======== Source text ========

Archive for the ‘Coding’ Category

Trivial Passwords Are Worse Than Useless: A Simple Case Study in Entropy

Thursday, April 7th, 2011

Apparently an email address I own is similar enough to an Indian surname that I get a fair amount of misdirected business correspondence. Despite protestations that they have the wrong address, one large financial institution however continues to send me account updates (including account numbers, balances and addresses). The documents are sent as password protected PDFs, which might be fine, except that they state in the text of the email that the password is the user’s date of birth in the format DDMMYYYY.

Complexity Fail

Those of you passingly familiar with the concept of entropy no doubt let out a groan there. For the rest, here’s why: using a date of birth reduces the complexity of the password into the realm of “trivially weak”. Entropy is a common measurement of information complexity; how “surprising” a piece of information is, or how “unknown” it is (…stick with me on this). Simply knowing that the password is a date reduces the unknown-ness of that password from a reasonably-secure level to an entirely unacceptable level.

======== Input ========

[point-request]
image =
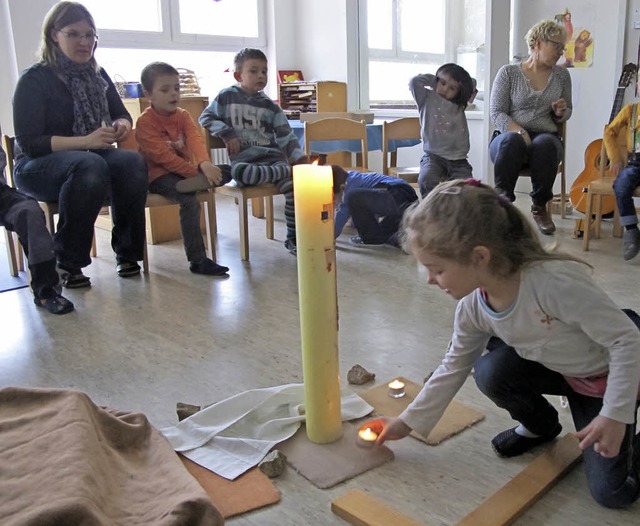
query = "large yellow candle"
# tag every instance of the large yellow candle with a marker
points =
(313, 195)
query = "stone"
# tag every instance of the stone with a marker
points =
(358, 375)
(273, 464)
(186, 410)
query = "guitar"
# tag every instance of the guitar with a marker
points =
(591, 172)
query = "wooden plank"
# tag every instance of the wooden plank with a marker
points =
(361, 509)
(519, 494)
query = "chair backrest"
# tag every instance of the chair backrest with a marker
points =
(399, 129)
(8, 144)
(338, 129)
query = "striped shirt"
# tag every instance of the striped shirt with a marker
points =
(513, 99)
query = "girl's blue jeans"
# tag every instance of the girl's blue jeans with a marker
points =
(623, 186)
(82, 182)
(518, 385)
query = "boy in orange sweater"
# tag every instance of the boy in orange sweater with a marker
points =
(175, 152)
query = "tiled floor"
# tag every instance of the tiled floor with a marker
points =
(145, 343)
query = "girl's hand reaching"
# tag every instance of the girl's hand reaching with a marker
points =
(604, 434)
(122, 128)
(387, 428)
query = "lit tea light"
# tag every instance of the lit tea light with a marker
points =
(366, 437)
(396, 389)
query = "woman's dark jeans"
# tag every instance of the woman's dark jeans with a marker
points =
(82, 182)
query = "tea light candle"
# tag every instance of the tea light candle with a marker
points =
(396, 389)
(366, 437)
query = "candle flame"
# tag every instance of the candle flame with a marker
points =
(367, 434)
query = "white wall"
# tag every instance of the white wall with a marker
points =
(20, 23)
(320, 39)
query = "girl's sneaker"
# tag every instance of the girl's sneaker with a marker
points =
(208, 267)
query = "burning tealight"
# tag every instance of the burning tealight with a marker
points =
(396, 389)
(366, 437)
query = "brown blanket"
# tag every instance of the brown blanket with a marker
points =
(63, 460)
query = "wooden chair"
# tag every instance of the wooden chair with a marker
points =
(15, 257)
(526, 172)
(603, 187)
(50, 208)
(260, 195)
(206, 198)
(405, 128)
(337, 129)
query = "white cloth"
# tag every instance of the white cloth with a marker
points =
(234, 435)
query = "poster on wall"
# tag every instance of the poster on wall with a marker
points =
(579, 47)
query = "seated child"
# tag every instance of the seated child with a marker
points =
(441, 100)
(23, 215)
(176, 153)
(376, 203)
(627, 178)
(261, 145)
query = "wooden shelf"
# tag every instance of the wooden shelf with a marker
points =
(310, 97)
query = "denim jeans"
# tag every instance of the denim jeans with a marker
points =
(435, 169)
(623, 186)
(369, 205)
(23, 215)
(82, 182)
(510, 154)
(517, 385)
(189, 215)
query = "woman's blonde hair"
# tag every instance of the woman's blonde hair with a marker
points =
(459, 215)
(61, 15)
(545, 30)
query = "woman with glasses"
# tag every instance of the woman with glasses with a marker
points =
(67, 118)
(529, 101)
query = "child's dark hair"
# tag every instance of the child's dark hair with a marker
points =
(154, 70)
(339, 177)
(245, 54)
(464, 80)
(459, 215)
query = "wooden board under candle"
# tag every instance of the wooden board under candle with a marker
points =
(455, 419)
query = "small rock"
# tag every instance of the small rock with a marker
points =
(273, 464)
(186, 410)
(358, 375)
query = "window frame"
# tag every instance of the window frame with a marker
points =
(172, 38)
(452, 9)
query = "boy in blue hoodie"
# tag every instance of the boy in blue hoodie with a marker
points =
(261, 145)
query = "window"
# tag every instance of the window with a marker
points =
(401, 38)
(200, 35)
(229, 24)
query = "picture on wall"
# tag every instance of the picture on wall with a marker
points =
(579, 47)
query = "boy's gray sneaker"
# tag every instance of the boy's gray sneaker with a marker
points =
(630, 244)
(200, 182)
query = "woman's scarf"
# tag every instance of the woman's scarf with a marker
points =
(89, 92)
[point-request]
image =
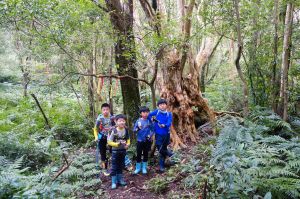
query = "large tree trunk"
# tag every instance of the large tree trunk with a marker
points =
(181, 92)
(122, 20)
(91, 100)
(286, 61)
(237, 60)
(274, 81)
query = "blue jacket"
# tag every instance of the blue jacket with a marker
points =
(163, 118)
(145, 132)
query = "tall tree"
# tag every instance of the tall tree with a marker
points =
(237, 60)
(286, 61)
(179, 88)
(121, 15)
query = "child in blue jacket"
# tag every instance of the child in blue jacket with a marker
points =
(162, 124)
(143, 128)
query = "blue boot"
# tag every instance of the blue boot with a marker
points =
(144, 167)
(137, 168)
(113, 182)
(162, 165)
(120, 180)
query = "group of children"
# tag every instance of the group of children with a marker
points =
(112, 131)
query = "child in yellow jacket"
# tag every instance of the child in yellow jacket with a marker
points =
(120, 141)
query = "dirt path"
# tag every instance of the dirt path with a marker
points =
(136, 186)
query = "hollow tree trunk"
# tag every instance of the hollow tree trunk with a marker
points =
(185, 100)
(182, 93)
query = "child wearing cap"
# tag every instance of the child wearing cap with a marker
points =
(143, 128)
(104, 123)
(162, 123)
(120, 141)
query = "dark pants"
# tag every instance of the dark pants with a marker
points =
(162, 143)
(142, 149)
(118, 162)
(102, 147)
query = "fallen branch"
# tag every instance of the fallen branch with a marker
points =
(219, 113)
(64, 168)
(38, 104)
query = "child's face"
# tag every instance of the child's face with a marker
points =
(162, 106)
(144, 114)
(105, 111)
(121, 123)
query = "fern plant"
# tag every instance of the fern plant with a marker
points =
(247, 163)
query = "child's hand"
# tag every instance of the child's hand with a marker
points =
(161, 125)
(139, 125)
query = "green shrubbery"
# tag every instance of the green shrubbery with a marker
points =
(247, 160)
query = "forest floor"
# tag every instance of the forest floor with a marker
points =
(137, 185)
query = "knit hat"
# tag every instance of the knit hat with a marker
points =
(120, 116)
(144, 109)
(161, 101)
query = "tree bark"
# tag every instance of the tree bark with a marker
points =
(91, 100)
(285, 61)
(43, 113)
(237, 60)
(182, 93)
(121, 15)
(274, 81)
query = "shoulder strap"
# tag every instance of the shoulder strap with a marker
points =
(157, 112)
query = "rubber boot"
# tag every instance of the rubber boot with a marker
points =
(144, 167)
(137, 168)
(120, 180)
(161, 165)
(113, 182)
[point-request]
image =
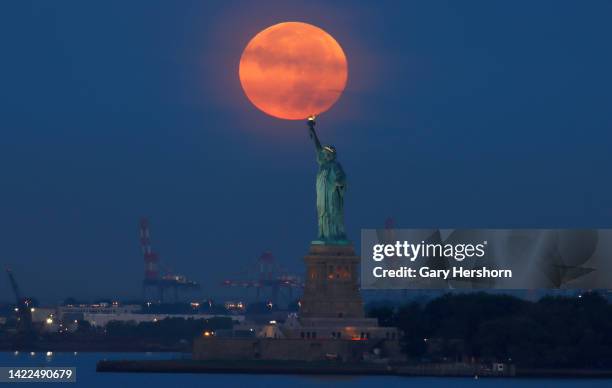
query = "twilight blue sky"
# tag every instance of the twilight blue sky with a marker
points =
(472, 113)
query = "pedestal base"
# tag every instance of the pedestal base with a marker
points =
(331, 289)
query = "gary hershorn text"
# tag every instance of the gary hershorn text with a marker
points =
(455, 272)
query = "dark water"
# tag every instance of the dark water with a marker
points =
(85, 364)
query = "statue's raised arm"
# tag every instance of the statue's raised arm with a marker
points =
(313, 134)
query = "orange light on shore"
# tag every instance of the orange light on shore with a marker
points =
(293, 70)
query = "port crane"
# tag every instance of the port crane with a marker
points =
(24, 312)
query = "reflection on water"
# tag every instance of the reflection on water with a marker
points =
(87, 376)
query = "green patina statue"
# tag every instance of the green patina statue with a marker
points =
(331, 185)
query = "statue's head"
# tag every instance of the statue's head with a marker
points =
(329, 153)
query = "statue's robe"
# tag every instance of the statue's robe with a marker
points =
(331, 185)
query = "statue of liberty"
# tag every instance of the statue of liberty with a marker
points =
(331, 185)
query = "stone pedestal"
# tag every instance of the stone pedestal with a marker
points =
(332, 283)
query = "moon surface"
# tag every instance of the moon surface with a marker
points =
(293, 70)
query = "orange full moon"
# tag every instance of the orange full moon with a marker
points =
(293, 70)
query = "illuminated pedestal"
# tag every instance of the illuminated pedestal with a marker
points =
(332, 284)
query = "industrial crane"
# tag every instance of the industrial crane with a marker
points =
(24, 312)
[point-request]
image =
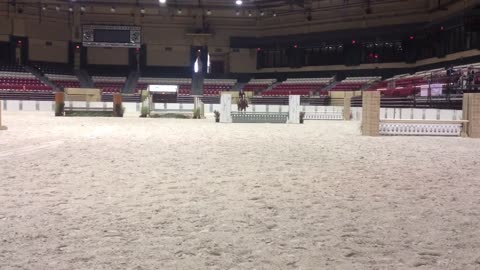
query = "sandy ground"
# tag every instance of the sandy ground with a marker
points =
(104, 193)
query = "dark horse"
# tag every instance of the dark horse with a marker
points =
(242, 104)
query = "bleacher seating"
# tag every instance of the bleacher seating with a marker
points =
(258, 85)
(211, 87)
(64, 81)
(109, 84)
(354, 83)
(299, 86)
(53, 68)
(15, 78)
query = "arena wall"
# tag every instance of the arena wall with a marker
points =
(48, 51)
(243, 60)
(168, 56)
(133, 109)
(107, 56)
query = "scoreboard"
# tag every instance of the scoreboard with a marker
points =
(111, 36)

========

§ **What you will do**:
(1) Retype the post on trivial passwords word for word, everything from "Those of you" down to "entirely unacceptable level.".
(2) Pull out every line of the records that contains the word "head".

§ **Answers to the exercise**:
(1)
Those of you passingly familiar with the concept of entropy no doubt let out a groan there. For the rest, here’s why: using a date of birth reduces the complexity of the password into the realm of “trivially weak”. Entropy is a common measurement of information complexity; how “surprising” a piece of information is, or how “unknown” it is (…stick with me on this). Simply knowing that the password is a date reduces the unknown-ness of that password from a reasonably-secure level to an entirely unacceptable level.

(2)
query = "statue's head"
# tag every instance of the statue's head with a marker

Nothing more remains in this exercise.